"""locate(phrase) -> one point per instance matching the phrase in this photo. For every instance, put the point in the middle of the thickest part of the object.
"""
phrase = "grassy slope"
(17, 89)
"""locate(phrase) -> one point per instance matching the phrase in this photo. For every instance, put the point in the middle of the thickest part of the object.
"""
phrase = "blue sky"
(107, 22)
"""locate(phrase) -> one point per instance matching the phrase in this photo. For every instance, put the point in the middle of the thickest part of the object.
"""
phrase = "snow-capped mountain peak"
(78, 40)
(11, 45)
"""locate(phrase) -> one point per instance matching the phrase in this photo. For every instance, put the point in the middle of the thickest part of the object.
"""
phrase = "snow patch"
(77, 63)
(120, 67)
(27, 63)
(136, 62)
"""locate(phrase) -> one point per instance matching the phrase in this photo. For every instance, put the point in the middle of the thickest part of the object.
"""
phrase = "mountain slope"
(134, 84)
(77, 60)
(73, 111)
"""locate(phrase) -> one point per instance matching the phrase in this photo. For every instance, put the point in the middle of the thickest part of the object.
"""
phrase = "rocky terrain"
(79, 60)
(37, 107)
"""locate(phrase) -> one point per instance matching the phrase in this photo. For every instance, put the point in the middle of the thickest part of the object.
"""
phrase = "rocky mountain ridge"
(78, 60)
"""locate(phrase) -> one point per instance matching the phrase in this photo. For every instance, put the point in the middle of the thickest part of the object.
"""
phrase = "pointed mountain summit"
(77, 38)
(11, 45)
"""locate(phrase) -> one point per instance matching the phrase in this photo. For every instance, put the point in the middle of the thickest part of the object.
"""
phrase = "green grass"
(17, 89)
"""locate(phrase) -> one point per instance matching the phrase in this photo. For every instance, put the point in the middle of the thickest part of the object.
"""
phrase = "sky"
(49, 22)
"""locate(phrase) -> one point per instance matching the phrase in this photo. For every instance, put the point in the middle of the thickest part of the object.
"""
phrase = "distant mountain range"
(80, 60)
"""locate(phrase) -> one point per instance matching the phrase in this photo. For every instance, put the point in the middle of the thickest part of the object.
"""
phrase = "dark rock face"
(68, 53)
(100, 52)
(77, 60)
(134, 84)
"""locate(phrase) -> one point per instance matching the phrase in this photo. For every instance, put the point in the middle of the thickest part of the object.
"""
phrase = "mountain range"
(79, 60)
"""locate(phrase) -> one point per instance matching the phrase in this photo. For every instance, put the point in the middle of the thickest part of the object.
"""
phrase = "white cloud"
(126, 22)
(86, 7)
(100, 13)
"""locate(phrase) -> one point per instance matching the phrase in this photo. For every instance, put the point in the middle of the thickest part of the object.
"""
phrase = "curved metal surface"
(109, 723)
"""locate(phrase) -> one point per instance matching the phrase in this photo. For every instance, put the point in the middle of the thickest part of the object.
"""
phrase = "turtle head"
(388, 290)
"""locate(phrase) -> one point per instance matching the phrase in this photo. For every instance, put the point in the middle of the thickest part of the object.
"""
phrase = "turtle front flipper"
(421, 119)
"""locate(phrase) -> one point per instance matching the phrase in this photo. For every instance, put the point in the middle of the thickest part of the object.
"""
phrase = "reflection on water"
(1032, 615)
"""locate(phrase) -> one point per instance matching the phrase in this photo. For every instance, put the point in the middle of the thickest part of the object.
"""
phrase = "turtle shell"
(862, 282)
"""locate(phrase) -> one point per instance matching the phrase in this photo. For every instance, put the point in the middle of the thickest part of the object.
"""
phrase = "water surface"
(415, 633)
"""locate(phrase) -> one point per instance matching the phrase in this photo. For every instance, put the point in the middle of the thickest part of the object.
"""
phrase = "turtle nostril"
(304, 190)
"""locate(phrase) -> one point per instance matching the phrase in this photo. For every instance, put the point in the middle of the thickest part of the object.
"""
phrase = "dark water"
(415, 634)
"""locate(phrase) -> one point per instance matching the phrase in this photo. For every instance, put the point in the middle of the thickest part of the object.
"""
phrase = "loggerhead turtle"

▬▬▬▬▬▬▬▬▬▬

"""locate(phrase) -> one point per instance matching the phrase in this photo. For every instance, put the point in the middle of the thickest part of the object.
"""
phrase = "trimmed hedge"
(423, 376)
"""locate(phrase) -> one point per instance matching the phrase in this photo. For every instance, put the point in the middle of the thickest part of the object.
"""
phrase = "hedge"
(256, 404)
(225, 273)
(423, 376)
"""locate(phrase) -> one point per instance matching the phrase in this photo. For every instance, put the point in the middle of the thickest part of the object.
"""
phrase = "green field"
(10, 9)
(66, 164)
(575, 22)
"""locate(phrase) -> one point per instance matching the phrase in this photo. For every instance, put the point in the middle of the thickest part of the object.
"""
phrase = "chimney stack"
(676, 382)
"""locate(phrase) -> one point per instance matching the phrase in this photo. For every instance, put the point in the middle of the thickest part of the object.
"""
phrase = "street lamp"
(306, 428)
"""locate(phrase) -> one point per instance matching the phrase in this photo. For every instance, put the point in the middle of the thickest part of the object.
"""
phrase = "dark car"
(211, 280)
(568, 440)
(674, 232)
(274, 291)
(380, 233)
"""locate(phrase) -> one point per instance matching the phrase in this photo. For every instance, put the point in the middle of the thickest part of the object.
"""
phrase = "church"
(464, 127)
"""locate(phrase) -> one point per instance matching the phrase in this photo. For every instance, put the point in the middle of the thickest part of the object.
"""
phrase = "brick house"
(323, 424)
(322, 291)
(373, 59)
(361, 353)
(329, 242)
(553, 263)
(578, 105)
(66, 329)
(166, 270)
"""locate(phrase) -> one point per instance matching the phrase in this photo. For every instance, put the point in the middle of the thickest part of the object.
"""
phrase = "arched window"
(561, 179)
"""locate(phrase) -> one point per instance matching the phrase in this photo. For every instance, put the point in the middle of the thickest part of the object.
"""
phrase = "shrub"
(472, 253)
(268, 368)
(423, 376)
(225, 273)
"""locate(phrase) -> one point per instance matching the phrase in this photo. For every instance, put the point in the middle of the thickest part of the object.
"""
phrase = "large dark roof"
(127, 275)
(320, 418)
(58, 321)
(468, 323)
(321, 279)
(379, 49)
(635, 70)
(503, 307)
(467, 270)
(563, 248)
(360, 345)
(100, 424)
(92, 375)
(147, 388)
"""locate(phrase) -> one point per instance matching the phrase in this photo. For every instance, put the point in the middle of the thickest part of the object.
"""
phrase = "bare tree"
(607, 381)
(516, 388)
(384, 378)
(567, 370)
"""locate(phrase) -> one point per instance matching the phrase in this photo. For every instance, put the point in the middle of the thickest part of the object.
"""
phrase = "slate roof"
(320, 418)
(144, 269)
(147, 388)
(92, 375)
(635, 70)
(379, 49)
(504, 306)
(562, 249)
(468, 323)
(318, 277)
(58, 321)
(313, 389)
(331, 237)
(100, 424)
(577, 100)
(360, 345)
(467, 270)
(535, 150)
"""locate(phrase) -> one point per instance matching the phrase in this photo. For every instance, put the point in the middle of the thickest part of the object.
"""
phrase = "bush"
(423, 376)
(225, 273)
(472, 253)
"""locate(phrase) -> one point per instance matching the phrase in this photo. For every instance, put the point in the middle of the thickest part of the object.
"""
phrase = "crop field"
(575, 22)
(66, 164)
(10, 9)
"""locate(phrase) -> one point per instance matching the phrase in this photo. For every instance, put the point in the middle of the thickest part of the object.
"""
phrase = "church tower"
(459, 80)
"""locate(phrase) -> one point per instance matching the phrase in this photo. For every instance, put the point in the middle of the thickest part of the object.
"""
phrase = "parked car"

▬▬▬▬▬▬▬▬▬▬

→ Job:
Pull from the records above every line that contains the word "surface".

→ Answer to the problem:
phrase = "curved metal surface"
phrase = "water surface"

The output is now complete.